-- What you have to do --
From the post about the Paris Metro, copy out everything from "So, my friend" down to "city of lights.".

-- Document passage --

Surviving Paris: The Metro (…And How It Nearly Killed Me)


Like I said in my first post about Surviving Paris: The Arc de Triomphe, Paris is a city that somehow makes me lose all good sense (and any good luck) that I have.

This is me in Paris:

 

[Please note the beautiful, oversize red purse in both pictures.]

[Please note how happy I look before Sarah’s Parisian Disaster #2.]

The red purse, now affectionately named the purse that almost did me in had been a recent purchase of mine at the weekly market in the charming city of Tours, where I was studying at the time. It was very large, and I thought it very practical for travelling. It stored food, guidebooks, sweaters, water bottles – you name it, the red purse could hold it. Naturally, I brought it on my 3-day trip to Paris.

So, my friend and I, counting our lucky stars after managing not to die during our traffic dodging session at the Arc de Triomphe, had decided that the Metro (subway) was probably a safer mode of transportation for the rest of our sojourn in the city of lights.

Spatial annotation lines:
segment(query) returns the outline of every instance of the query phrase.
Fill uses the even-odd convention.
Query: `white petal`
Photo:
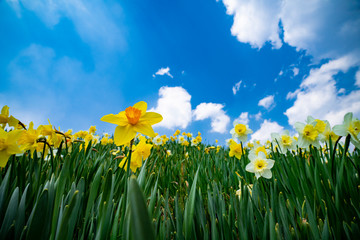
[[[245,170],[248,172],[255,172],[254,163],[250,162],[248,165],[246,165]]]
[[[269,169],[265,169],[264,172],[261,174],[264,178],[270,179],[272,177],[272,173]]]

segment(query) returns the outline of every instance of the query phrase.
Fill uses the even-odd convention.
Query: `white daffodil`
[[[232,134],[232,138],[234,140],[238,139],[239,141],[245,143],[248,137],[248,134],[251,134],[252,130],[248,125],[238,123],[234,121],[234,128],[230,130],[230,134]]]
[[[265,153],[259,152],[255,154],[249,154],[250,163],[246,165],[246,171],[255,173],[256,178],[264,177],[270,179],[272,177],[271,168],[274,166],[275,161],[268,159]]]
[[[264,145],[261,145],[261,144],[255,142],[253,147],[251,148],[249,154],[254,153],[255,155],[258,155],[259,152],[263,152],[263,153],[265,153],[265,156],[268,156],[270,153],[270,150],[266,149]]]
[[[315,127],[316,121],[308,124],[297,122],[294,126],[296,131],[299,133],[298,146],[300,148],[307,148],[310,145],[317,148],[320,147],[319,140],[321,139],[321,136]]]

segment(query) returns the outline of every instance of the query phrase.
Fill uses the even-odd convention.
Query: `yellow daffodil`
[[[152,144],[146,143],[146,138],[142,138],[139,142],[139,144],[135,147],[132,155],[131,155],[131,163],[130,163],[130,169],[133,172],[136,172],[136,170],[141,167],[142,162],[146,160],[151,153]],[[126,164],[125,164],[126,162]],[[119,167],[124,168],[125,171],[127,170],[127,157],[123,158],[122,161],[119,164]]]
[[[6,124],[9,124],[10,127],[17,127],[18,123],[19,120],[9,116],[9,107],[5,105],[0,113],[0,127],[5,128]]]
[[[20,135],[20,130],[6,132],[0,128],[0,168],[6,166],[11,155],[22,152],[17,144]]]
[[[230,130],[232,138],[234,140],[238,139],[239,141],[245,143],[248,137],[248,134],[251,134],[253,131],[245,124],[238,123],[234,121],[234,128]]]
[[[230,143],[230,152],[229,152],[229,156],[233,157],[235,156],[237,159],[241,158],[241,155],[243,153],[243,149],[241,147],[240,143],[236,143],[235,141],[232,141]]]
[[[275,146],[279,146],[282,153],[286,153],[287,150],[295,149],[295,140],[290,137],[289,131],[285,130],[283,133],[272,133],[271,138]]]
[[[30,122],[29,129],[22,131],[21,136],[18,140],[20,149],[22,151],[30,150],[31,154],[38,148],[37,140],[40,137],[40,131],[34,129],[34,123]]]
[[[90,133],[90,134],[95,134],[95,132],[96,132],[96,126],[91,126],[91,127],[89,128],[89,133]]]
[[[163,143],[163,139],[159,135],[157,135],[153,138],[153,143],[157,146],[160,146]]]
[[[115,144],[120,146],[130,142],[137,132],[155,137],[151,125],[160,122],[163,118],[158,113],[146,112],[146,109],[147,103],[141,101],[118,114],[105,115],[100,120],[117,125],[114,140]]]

---

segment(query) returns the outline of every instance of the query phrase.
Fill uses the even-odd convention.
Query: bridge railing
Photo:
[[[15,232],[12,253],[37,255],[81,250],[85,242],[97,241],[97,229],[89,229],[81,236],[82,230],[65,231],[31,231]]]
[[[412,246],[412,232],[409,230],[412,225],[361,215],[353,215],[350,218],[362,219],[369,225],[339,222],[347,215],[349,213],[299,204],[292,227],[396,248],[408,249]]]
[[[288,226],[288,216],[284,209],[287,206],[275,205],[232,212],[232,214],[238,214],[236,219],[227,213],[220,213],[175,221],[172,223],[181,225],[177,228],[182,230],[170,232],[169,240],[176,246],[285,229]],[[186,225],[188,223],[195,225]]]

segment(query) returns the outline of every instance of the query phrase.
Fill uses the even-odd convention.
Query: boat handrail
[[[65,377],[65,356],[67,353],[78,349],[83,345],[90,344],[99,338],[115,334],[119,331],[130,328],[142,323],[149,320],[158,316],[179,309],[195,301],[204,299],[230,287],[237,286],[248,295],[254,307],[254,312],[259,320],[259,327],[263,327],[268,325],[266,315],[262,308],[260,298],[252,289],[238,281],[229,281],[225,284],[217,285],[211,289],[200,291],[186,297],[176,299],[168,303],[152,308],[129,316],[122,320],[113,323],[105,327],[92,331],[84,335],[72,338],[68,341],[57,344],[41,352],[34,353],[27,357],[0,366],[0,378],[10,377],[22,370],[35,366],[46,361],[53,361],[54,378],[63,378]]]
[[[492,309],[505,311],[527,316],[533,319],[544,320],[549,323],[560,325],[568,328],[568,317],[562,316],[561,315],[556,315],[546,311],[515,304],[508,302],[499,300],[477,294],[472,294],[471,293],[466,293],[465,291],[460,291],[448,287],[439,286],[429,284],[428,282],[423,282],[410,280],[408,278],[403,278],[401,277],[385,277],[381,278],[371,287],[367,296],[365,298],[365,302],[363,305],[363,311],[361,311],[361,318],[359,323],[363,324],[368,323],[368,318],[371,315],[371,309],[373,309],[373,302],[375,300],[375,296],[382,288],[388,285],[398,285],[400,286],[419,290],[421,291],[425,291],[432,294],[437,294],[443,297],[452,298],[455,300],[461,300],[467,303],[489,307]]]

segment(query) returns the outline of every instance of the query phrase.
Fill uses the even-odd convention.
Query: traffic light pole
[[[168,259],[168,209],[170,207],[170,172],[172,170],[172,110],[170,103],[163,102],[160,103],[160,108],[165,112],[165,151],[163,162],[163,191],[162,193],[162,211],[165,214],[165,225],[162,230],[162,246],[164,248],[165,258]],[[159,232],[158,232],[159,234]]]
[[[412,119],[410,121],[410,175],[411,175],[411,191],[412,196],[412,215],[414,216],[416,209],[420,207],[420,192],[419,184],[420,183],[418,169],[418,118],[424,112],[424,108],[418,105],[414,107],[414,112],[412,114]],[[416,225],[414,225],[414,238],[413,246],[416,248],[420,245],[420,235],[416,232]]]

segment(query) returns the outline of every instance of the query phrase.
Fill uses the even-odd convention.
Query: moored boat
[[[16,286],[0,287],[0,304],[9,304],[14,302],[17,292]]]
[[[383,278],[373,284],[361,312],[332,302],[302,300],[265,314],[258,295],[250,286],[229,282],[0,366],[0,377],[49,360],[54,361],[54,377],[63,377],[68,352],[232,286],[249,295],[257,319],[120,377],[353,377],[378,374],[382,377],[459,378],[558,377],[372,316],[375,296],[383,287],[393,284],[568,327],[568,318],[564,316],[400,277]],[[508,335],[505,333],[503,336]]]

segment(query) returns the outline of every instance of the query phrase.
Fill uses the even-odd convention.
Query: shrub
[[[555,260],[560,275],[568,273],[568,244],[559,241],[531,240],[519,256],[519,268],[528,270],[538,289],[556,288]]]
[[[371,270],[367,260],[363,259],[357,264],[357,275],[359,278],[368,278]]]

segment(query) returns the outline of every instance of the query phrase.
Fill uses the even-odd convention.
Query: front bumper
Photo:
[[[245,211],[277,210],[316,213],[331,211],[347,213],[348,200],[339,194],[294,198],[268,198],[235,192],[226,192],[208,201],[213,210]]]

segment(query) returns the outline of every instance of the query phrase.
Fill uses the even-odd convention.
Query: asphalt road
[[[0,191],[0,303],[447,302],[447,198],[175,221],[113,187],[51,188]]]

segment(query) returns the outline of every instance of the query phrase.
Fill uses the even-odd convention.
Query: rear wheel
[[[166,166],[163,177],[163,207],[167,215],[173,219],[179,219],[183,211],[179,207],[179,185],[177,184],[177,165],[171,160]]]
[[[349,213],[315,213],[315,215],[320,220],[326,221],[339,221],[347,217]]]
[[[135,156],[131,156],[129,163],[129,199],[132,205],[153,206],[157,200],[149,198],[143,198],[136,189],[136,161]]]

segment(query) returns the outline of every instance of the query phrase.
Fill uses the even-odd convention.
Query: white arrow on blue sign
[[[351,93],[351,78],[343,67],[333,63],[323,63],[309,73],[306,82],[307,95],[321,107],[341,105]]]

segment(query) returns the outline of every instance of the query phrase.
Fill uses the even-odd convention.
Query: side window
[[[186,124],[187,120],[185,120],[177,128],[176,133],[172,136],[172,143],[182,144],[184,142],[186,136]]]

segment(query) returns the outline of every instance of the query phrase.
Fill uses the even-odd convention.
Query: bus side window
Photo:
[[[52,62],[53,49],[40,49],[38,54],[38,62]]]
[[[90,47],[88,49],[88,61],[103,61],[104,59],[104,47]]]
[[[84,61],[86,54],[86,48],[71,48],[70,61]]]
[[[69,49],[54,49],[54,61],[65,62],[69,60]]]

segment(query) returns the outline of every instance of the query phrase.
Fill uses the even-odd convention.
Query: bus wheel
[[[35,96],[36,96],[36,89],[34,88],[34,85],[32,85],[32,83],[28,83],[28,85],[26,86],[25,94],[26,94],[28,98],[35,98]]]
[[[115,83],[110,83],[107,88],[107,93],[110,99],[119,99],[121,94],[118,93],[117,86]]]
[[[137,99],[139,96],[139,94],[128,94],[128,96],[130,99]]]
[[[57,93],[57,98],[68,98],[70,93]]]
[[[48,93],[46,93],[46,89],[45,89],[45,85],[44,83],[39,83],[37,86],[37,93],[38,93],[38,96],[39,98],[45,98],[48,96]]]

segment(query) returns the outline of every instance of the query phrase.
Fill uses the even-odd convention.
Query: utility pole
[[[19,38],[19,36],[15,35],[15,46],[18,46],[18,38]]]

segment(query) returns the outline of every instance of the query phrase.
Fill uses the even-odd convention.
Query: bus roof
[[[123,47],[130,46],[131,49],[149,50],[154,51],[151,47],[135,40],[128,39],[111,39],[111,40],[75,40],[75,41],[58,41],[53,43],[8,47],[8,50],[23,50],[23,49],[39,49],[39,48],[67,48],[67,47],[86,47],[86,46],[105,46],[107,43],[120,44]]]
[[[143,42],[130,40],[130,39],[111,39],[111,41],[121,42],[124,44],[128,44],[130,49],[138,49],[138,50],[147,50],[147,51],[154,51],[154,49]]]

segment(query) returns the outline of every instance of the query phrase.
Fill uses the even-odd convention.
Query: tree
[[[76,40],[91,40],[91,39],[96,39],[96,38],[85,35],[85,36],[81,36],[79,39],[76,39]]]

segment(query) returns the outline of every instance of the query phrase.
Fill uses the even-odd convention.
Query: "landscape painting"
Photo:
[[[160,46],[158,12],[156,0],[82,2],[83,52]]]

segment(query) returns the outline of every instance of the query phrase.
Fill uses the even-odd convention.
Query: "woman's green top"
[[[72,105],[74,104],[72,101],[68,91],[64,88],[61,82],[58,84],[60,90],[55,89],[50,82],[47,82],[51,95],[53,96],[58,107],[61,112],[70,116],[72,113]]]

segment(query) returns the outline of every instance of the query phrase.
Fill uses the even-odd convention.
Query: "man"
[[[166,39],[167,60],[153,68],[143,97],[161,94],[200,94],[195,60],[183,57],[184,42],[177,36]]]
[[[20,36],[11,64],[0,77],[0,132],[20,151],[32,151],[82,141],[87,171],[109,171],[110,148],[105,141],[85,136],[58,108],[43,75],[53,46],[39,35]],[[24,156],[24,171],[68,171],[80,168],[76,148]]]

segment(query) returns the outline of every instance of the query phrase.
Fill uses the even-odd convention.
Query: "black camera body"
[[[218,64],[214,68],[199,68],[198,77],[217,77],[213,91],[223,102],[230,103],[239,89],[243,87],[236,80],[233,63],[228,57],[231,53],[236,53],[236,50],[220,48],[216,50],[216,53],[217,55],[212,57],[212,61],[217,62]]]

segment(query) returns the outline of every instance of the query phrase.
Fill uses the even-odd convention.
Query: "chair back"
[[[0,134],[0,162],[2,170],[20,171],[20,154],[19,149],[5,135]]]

---

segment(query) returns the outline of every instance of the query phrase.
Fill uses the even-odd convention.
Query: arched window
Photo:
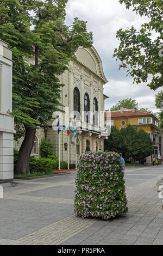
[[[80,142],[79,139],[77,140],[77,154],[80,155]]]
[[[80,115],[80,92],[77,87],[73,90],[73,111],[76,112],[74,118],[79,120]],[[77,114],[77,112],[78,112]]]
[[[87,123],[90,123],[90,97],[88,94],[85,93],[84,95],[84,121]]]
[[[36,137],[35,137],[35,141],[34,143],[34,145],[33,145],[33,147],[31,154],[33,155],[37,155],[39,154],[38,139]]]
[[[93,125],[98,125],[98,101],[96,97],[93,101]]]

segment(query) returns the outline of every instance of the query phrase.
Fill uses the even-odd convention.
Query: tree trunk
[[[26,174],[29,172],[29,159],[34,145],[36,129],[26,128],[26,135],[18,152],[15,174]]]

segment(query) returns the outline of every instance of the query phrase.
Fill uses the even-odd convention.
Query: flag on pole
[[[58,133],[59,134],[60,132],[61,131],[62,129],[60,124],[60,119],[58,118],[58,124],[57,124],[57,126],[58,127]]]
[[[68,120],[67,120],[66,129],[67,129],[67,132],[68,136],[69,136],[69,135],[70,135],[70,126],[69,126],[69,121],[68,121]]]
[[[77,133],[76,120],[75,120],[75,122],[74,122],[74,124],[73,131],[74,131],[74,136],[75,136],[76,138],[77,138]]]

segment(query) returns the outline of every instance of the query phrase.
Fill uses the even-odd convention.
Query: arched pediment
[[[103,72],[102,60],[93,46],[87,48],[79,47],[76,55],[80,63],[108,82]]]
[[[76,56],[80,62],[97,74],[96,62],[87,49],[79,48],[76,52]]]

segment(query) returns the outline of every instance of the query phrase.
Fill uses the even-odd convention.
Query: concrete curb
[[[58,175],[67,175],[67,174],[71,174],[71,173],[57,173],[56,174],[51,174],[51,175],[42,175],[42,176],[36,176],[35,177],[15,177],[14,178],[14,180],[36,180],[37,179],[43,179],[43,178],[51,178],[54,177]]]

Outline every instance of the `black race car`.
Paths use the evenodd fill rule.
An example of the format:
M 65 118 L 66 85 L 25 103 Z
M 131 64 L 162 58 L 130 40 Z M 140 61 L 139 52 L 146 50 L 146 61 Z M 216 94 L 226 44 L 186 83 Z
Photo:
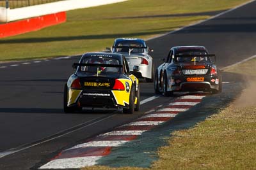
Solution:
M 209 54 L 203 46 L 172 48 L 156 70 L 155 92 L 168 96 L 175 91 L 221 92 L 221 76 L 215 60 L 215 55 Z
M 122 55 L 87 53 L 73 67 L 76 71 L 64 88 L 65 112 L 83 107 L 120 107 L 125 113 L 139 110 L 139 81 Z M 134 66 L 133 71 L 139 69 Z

-- Result of this exercise --
So, my friend and I, counting our lucky stars after managing not to die during our traffic dodging session at the Arc de Triomphe, had decided that the Metro (subway) was probably a safer mode of transportation for the rest of our sojourn in the city of lights.